DATA SUPPLIED >>
__________
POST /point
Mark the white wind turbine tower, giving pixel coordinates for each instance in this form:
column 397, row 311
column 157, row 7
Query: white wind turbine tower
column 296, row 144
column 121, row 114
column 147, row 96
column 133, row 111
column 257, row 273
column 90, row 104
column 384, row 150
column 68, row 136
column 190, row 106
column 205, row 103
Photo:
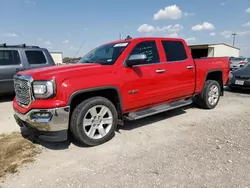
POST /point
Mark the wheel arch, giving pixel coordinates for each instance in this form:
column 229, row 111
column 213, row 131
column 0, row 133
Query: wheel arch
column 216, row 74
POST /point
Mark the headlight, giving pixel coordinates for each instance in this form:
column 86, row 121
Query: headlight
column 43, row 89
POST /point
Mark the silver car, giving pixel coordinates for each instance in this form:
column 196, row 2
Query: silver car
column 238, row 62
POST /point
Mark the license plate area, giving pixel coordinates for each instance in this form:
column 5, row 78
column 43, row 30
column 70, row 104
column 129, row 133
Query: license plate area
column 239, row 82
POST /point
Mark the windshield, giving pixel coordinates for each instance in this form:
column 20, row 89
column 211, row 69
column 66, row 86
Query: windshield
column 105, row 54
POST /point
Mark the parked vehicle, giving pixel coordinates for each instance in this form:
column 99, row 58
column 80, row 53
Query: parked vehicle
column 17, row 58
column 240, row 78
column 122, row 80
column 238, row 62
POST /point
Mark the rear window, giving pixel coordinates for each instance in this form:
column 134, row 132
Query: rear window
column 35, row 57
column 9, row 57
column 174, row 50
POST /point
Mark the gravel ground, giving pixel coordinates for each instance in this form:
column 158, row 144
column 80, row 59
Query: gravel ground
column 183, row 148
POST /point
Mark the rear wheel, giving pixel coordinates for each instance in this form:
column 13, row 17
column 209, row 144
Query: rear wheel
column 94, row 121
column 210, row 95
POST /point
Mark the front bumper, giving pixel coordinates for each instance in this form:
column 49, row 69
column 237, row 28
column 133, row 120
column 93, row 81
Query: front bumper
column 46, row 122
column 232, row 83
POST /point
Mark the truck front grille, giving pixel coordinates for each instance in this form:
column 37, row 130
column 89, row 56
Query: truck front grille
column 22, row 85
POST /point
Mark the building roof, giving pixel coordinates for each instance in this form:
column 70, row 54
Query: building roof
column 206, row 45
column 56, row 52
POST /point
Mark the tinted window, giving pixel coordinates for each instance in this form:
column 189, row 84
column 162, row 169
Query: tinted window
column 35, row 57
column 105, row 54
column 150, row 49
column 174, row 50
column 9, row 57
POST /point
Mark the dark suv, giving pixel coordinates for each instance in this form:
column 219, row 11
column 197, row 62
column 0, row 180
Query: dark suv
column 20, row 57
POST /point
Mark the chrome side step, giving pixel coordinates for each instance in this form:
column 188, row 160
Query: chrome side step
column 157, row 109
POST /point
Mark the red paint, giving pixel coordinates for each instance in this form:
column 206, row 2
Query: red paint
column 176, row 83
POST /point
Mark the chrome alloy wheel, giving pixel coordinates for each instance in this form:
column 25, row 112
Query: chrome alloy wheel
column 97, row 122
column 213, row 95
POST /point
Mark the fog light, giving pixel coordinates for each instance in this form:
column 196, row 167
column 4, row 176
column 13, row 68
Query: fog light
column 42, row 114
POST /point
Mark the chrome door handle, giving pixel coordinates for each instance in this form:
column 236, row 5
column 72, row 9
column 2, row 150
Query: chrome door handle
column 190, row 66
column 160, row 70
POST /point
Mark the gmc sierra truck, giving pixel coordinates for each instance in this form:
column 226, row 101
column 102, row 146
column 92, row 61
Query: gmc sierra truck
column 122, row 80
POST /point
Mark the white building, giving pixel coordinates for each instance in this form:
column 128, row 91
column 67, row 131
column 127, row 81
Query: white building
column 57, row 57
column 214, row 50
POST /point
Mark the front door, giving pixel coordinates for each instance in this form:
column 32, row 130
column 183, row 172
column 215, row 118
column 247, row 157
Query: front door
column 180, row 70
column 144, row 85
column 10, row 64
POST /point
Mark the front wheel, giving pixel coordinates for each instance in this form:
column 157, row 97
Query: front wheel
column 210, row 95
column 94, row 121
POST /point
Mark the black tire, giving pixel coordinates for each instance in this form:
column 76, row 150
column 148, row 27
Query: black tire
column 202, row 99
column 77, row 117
__________
YOUR INSTRUCTIONS >> Reproduce all entries without any change, and omit the pictures.

WRITTEN ANSWER >>
POST /point
Mark the white wind turbine tower, giving pixel coordinates for each instance in this form:
column 397, row 311
column 157, row 7
Query: white wind turbine tower
column 296, row 144
column 121, row 114
column 147, row 96
column 133, row 111
column 257, row 273
column 90, row 104
column 384, row 150
column 68, row 136
column 190, row 106
column 205, row 103
Photo:
POST /point
Mark the wheel arch, giving pixel coordinates for each instance in this form:
column 229, row 111
column 213, row 131
column 0, row 133
Query: wheel arch
column 216, row 74
POST /point
Mark the headlight, giving pixel coordinates for each instance in this form:
column 86, row 121
Query: headlight
column 43, row 89
POST /point
Mark the silver car, giving pixel coordinates for each instance in this form:
column 196, row 2
Query: silver car
column 238, row 62
POST /point
Mark the license plate area, giving pixel coordinates for each instance in this form:
column 5, row 78
column 43, row 30
column 70, row 104
column 129, row 133
Query: license plate area
column 239, row 82
POST /point
Mark the windshield, giving pixel coordinates for each instance in this form:
column 20, row 89
column 211, row 69
column 66, row 86
Query: windshield
column 105, row 54
POST /point
Mark the parked vehicle, giving pixel coordinates for each instance in this form:
column 99, row 58
column 80, row 53
Query: parked vehicle
column 17, row 58
column 240, row 78
column 122, row 80
column 238, row 62
POST /point
Mark the rear window, giving pixel coordinates for each instance in this form:
column 134, row 132
Query: rear window
column 35, row 57
column 9, row 57
column 174, row 50
POST /point
Mark the gravel ground, giving pixel coordinates for each instance in this form:
column 158, row 144
column 80, row 59
Query: gravel ground
column 183, row 148
POST /point
Mark the rear wheel, giving pixel coordinates for each instance in this form:
column 13, row 17
column 209, row 144
Query: rear wheel
column 94, row 121
column 210, row 95
POST /point
Mark the front bumper, giving pixel coordinates for each instance in this form:
column 49, row 69
column 237, row 28
column 133, row 120
column 93, row 81
Query: front bumper
column 46, row 122
column 232, row 83
POST /point
Mark the truck front grille, giving pixel coordinates for each instance in this form:
column 37, row 130
column 89, row 56
Query: truck front grille
column 22, row 85
POST /point
Mark the building roof, giving pixel coordinates for each instance in this form:
column 70, row 54
Query: building roof
column 206, row 45
column 56, row 52
POST /point
Mark the tinted window, giving pixel coordinates for each instance in this form:
column 189, row 84
column 162, row 169
Query: tinted window
column 35, row 57
column 105, row 54
column 150, row 49
column 174, row 50
column 9, row 57
POST /point
Mark the dark suv, giving pixel coordinates for each instance in this form:
column 219, row 11
column 197, row 62
column 0, row 180
Query: dark suv
column 20, row 57
POST /point
Mark the chrome side step, giving pixel coordinates for each instance in this form:
column 188, row 160
Query: chrome side step
column 157, row 109
POST /point
Mark the red paint, giving pixel coordinates for each instance in this form:
column 206, row 2
Query: red paint
column 176, row 83
POST /point
Mark the chrome alloy wheel, giving pixel coordinates for each instance in this form:
column 25, row 112
Query: chrome alloy wheel
column 97, row 122
column 213, row 95
POST /point
Mark the fog light, giving pixel coordinates for each instance in this form:
column 196, row 167
column 4, row 176
column 13, row 68
Query: fog light
column 42, row 114
POST /point
Mark the chrome door handle, giving pixel coordinates for each instance in this form:
column 236, row 5
column 72, row 9
column 2, row 150
Query: chrome door handle
column 190, row 66
column 160, row 70
POST /point
Mark the gmc sierra truck, giving pixel coordinates for each instance in this form:
column 226, row 101
column 102, row 146
column 92, row 61
Query: gmc sierra truck
column 122, row 80
POST /point
Mark the white building, giving pixel coordinates for each instance in this form:
column 128, row 91
column 67, row 131
column 127, row 81
Query: white building
column 57, row 57
column 214, row 50
POST /point
Mark the front door, giving pixel coordinates for each instance in this form:
column 32, row 130
column 183, row 172
column 215, row 118
column 247, row 157
Query: front door
column 180, row 70
column 144, row 85
column 10, row 64
POST /point
Mark the front wheel, giving pixel coordinates for each instance in this form:
column 157, row 97
Query: front wheel
column 210, row 95
column 94, row 121
POST /point
Mark the black tire, giving pixel coordinates for each instance in this form:
column 76, row 150
column 148, row 27
Query: black tire
column 202, row 99
column 77, row 117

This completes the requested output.